Source passage:
American lawyer and politician (1846–1926)

D-Cady Herrick (April 12, 1846 – February 21, 1926) was an American lawyer and politician.

==Name==
He was baptized Cady Herrick, but his father thought it better to add an initial hyphened "D-" to the name to avoid class-room jokes, like calling the boy "Katie." Thus the initial did not stand for any given name, and the first name should be pronounced "Dee-CAY-dee." The press typically printed his name D. Cady Herrick, the initial with a period, which led to the general belief that the initial stood indeed for an abbreviated first name. Many people thought it was "Daniel," after Daniel Cady, and The New York Times printed in 1904 "Donald" Cady Herrick as the Democratic nominee for governor. He was not the first New York politician to use an extra "D" which did not stand for any name; Daniel D. Tompkins added the middle initial to distinguish himself from another Daniel Tompkins while studying at Columbia College.

==Life==
He born on April 12, 1846, in Esperance, Schoharie County, New York, the son of Assemblyman Jonathan R. Herrick (1818–1890) and his first wife Harriet E. (Deuel) Herrick (1825–1856). In 1852, the family removed to Albany, New York.

Given records:
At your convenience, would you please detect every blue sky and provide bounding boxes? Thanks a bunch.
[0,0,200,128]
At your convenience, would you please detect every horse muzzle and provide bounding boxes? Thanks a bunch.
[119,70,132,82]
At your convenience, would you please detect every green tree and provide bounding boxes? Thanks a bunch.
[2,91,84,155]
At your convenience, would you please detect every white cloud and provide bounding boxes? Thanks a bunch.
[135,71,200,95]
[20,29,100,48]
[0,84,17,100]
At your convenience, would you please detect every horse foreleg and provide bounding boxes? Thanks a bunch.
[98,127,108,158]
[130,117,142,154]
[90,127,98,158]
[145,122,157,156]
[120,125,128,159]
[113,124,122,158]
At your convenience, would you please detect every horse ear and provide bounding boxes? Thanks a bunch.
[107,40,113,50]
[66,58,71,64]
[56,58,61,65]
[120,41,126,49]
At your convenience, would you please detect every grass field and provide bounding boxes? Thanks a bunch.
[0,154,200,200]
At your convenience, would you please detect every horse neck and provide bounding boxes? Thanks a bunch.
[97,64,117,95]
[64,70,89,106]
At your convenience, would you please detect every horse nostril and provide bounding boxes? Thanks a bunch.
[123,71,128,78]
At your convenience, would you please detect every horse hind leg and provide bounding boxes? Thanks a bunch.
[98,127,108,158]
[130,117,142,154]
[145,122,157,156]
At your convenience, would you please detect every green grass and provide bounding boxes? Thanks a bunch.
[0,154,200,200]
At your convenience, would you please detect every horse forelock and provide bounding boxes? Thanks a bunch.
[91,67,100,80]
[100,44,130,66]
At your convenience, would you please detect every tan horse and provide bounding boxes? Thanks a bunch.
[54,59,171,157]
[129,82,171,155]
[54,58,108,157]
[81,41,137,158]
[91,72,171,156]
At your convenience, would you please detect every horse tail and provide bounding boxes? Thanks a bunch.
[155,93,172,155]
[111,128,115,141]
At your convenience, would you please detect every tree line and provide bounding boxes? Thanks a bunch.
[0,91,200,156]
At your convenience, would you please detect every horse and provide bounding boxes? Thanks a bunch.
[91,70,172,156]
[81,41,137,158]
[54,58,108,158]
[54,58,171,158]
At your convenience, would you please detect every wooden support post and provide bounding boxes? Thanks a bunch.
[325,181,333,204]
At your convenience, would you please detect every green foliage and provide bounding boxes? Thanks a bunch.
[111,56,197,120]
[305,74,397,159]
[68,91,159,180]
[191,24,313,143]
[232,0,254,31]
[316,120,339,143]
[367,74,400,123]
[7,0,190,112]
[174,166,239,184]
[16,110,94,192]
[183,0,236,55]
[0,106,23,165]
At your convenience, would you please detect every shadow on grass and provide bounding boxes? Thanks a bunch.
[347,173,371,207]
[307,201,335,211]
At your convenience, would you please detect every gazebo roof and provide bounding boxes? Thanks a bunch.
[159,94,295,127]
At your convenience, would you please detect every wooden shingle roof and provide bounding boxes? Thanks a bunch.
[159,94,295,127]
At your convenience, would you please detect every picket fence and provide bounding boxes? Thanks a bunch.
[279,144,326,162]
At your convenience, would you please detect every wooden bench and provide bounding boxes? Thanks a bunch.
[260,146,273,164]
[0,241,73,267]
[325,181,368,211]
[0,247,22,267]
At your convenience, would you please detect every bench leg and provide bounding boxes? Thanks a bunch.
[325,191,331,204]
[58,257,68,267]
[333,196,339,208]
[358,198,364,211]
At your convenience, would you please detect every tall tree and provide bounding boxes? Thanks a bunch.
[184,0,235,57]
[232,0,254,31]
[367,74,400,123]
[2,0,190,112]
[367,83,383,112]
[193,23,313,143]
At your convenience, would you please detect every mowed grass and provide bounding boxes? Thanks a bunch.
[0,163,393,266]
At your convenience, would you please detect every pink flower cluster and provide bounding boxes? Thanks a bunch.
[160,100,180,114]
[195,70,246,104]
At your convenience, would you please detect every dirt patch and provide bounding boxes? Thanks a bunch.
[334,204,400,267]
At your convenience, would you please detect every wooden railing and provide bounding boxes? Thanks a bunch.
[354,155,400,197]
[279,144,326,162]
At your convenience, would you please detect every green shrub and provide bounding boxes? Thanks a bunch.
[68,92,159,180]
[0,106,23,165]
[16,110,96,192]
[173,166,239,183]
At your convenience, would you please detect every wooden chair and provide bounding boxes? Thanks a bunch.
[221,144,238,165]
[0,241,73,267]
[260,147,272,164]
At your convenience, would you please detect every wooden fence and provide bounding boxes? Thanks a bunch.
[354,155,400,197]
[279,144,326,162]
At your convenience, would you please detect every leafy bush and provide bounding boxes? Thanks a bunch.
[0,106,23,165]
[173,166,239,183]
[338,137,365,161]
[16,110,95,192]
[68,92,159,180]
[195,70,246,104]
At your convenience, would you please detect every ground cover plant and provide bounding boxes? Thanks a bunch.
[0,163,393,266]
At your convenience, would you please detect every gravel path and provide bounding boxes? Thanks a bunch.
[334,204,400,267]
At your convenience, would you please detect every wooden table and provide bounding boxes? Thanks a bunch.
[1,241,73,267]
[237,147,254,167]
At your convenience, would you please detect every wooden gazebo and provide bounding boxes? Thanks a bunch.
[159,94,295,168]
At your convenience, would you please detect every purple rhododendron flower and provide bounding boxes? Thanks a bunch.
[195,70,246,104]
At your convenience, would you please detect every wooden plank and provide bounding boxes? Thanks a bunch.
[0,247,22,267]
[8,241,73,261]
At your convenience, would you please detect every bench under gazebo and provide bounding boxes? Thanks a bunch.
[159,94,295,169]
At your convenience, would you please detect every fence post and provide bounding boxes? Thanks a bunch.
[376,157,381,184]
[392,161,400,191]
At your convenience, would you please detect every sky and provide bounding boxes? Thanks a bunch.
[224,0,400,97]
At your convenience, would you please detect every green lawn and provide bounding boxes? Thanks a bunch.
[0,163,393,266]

Required action A:
Answer these from the D-Cady Herrick passage:
(i) What nickname did his father hope to spare him from in the classroom?
(ii) Which first name did The New York Times print for him in 1904?
(iii) In what year did the family move to Albany?
Required action B:
Please carry on the D-Cady Herrick passage with the next part of his life, starting after the sentence about the family's move to Albany.

Reply A:
(i) "Katie"
(ii) "Donald"
(iii) 1852

Reply B:
He graduated from the Albany Classical Institute, and then studied law in the office of Lyman Tremain and Rufus W. Peckham, Sr. They sent him to Albany Law School where he was a classmate of William McKinley. He graduated in 1868, and was admitted to the bar. In 1874, he married Orissa H. Salisbury (d. 1925), and they had three children.

In 1877, Herrick was defeated for District Attorney of Albany County, but in 1880 was re-nominated and elected, and he was re-elected in 1883. He became the chief lieutenant of Daniel Manning, the Democratic boss of Albany. When Manning moved to Washington, D.C. to serve as U.S. Secretary of the Treasury in 1885, Herrick became the Democratic boss of Albany and continued in this role even after becoming a judge on the New York Supreme Court.

In 1886, Herrick resigned as district attorney, and became Corporation Counsel of Albany. In 1888, he was permanent chairman of the Democratic state convention.

In 1891, he was elected to a fourteen-year term on the New York Supreme Court (3rd District), defeating Republican John T. McDonough. He sat on the Appellate Division (Third Department) from 1896 to 1900.

In 1891, he fined the members of the State Board of Canvassers, all Democrats, for their certification of the election returns from Dutchess County, which gave the 15th District seat in the New York State Senate to Democrat Edward B. Osborne, and enabled Democrats to gain control of the State Senate.

In 1897, he overruled the Republican Secretary of State John Palmer's decision to certify the nomination of a candidate for Chief Judge by the "United Democracy".

In 1904, he was nominated for Governor of New York, and resigned from the bench. He was defeated by Republican Frank W. Higgins, and afterwards resumed the practice of law at Albany and New York City.

He was buried at the Albany Rural Cemetery in Menands, New York.

State Senator Walter R. Herrick (born 1877) was his half-brother.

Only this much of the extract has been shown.